*Goal*
Arrange the stretch from the start of the items through the line containing "[210,84,427,261]" as a two-column CSV with the headers item and answer, one row per item. Put each item's text and its answer in a single quoted field, with line breaks replaced by spaces.

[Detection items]
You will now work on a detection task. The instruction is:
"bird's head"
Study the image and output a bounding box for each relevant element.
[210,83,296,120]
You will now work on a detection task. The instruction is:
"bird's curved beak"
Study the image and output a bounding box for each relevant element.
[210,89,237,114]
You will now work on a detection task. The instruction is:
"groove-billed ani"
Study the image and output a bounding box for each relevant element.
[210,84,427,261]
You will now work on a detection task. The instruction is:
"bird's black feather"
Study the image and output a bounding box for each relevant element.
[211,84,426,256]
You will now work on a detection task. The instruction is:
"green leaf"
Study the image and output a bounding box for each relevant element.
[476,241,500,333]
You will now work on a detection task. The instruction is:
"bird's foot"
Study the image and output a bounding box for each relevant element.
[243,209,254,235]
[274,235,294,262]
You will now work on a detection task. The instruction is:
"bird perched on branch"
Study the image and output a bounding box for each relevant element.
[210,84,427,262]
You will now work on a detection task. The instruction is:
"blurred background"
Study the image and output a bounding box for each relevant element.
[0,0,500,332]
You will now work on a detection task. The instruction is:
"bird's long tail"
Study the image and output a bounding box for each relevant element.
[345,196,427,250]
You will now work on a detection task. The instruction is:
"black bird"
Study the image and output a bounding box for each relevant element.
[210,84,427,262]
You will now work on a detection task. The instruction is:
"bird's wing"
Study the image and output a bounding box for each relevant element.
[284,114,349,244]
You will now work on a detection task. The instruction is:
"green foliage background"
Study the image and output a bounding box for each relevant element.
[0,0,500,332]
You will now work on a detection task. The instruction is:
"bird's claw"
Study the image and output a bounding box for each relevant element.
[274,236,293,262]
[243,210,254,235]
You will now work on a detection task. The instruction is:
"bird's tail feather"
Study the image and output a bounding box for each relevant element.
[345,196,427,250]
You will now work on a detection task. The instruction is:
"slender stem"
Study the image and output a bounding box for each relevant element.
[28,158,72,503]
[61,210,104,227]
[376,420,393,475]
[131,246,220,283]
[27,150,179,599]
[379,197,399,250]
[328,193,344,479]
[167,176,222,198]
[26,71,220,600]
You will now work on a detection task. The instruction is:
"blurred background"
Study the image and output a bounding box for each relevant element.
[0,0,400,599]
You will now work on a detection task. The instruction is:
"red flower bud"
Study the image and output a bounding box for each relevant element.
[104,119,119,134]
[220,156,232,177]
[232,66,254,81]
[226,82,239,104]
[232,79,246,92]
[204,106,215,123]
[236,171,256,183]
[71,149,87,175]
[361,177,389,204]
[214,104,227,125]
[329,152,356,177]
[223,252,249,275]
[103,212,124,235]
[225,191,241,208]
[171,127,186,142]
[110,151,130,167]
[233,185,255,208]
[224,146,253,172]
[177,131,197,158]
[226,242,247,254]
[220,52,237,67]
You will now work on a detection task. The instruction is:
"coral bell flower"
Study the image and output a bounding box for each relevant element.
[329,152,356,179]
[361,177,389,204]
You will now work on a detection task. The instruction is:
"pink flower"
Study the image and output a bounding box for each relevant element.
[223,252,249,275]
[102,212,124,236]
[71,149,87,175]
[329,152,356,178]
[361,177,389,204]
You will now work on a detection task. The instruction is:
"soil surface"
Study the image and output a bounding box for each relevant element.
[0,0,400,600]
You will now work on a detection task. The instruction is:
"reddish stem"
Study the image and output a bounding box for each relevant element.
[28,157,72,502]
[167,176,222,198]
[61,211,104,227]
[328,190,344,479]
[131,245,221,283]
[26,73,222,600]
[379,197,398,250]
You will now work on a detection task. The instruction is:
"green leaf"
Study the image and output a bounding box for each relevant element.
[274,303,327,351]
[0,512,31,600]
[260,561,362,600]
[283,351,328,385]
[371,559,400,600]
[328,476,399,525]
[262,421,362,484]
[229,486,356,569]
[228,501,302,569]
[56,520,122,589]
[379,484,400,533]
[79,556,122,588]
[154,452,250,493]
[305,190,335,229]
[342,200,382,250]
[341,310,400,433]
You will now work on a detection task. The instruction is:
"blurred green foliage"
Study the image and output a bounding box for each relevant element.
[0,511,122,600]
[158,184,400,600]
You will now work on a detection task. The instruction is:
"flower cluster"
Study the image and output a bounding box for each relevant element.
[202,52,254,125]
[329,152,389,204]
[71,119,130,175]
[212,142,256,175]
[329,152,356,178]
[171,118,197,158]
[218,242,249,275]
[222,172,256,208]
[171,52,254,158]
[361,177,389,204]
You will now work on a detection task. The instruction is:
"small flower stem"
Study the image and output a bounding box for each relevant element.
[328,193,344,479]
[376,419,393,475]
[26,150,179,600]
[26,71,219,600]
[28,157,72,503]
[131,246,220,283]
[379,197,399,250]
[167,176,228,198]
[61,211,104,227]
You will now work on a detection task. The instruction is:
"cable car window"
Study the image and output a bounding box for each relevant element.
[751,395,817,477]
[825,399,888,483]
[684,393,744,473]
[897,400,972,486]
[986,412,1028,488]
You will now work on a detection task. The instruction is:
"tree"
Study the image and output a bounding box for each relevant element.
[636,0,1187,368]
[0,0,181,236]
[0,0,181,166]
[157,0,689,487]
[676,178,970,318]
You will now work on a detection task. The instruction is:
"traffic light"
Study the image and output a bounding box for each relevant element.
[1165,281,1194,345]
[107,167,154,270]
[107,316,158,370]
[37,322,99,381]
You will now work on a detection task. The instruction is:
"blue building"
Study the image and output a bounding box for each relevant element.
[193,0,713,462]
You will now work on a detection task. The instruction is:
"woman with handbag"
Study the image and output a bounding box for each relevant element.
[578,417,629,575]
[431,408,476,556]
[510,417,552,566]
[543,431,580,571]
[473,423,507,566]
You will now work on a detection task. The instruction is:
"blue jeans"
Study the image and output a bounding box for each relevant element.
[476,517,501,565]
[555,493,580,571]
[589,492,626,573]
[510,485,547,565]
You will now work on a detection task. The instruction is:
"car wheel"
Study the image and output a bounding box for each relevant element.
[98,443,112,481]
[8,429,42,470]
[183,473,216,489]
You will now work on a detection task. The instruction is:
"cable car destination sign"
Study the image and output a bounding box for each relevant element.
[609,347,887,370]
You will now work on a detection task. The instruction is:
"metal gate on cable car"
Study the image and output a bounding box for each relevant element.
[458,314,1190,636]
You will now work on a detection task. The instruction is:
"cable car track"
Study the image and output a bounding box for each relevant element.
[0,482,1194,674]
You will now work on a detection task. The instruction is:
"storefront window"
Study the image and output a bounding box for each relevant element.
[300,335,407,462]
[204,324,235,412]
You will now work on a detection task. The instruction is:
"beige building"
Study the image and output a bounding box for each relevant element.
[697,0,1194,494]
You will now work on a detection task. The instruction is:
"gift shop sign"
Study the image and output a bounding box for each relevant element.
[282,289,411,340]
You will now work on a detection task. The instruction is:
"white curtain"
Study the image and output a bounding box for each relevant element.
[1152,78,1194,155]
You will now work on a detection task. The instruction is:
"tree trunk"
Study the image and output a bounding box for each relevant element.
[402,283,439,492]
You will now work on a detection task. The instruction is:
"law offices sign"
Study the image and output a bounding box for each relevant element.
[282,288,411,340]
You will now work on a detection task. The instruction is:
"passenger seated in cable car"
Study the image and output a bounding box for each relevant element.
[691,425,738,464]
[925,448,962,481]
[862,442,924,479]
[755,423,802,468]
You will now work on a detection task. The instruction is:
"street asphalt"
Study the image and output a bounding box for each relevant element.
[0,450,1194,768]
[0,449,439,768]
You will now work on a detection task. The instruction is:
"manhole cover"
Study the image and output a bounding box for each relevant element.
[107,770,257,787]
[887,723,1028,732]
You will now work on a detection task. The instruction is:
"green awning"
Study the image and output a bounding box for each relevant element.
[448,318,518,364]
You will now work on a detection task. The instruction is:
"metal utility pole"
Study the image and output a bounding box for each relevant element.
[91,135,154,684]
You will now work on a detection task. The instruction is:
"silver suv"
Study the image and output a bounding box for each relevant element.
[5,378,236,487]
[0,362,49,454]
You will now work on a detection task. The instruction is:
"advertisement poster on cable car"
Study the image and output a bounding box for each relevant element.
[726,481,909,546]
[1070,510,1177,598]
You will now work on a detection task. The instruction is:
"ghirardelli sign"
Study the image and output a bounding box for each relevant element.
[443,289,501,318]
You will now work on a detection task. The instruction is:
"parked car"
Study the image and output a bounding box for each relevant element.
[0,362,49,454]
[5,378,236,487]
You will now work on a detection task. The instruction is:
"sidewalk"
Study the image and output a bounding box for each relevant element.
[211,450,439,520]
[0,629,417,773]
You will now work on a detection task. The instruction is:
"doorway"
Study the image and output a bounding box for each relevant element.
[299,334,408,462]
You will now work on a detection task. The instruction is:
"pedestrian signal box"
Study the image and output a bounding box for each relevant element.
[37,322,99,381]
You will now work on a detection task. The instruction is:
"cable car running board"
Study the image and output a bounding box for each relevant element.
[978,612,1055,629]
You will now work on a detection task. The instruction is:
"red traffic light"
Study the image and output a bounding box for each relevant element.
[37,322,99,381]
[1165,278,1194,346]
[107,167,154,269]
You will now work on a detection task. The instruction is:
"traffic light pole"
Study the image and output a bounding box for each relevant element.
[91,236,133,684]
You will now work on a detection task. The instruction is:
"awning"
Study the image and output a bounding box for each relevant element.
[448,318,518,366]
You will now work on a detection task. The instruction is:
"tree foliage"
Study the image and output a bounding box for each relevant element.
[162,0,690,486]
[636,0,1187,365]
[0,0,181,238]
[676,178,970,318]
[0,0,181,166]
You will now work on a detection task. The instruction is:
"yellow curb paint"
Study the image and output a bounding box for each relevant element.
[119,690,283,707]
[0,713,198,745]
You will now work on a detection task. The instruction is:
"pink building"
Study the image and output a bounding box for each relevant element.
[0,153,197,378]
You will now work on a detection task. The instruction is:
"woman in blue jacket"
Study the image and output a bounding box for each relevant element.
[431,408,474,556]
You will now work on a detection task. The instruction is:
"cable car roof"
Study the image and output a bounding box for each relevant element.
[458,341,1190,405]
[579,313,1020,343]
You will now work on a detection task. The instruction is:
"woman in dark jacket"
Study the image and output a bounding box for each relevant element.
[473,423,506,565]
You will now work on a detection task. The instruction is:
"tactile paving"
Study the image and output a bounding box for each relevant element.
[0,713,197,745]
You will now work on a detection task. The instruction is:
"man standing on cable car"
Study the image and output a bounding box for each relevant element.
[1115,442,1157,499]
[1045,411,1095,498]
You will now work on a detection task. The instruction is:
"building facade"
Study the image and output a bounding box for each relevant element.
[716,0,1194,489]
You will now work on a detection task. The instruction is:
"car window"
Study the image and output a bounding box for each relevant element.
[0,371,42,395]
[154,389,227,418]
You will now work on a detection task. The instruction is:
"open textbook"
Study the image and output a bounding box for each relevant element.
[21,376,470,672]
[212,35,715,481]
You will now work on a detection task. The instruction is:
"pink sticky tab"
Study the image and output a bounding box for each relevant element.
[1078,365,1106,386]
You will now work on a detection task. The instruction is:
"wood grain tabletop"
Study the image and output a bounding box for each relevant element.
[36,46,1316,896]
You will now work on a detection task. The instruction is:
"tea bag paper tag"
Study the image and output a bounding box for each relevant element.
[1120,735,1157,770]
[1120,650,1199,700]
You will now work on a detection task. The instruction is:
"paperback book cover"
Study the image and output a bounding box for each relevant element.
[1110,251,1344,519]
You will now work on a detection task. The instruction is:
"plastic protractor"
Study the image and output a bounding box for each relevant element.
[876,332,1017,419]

*Expected answer*
item,answer
"You will now work on a detection task. The instruction is: ""bird's head"" Study the image and output a bounding box for each relevant element.","[210,83,296,120]"
"You will now work on a detection task. The instruction is: ""bird's curved beak"" Study the image and output a bounding box for each relevant element.","[210,89,237,114]"
"You will now work on a detection task. The instruction is: ""groove-billed ani"" Study the image and output a bounding box for each relevant element.","[210,84,427,261]"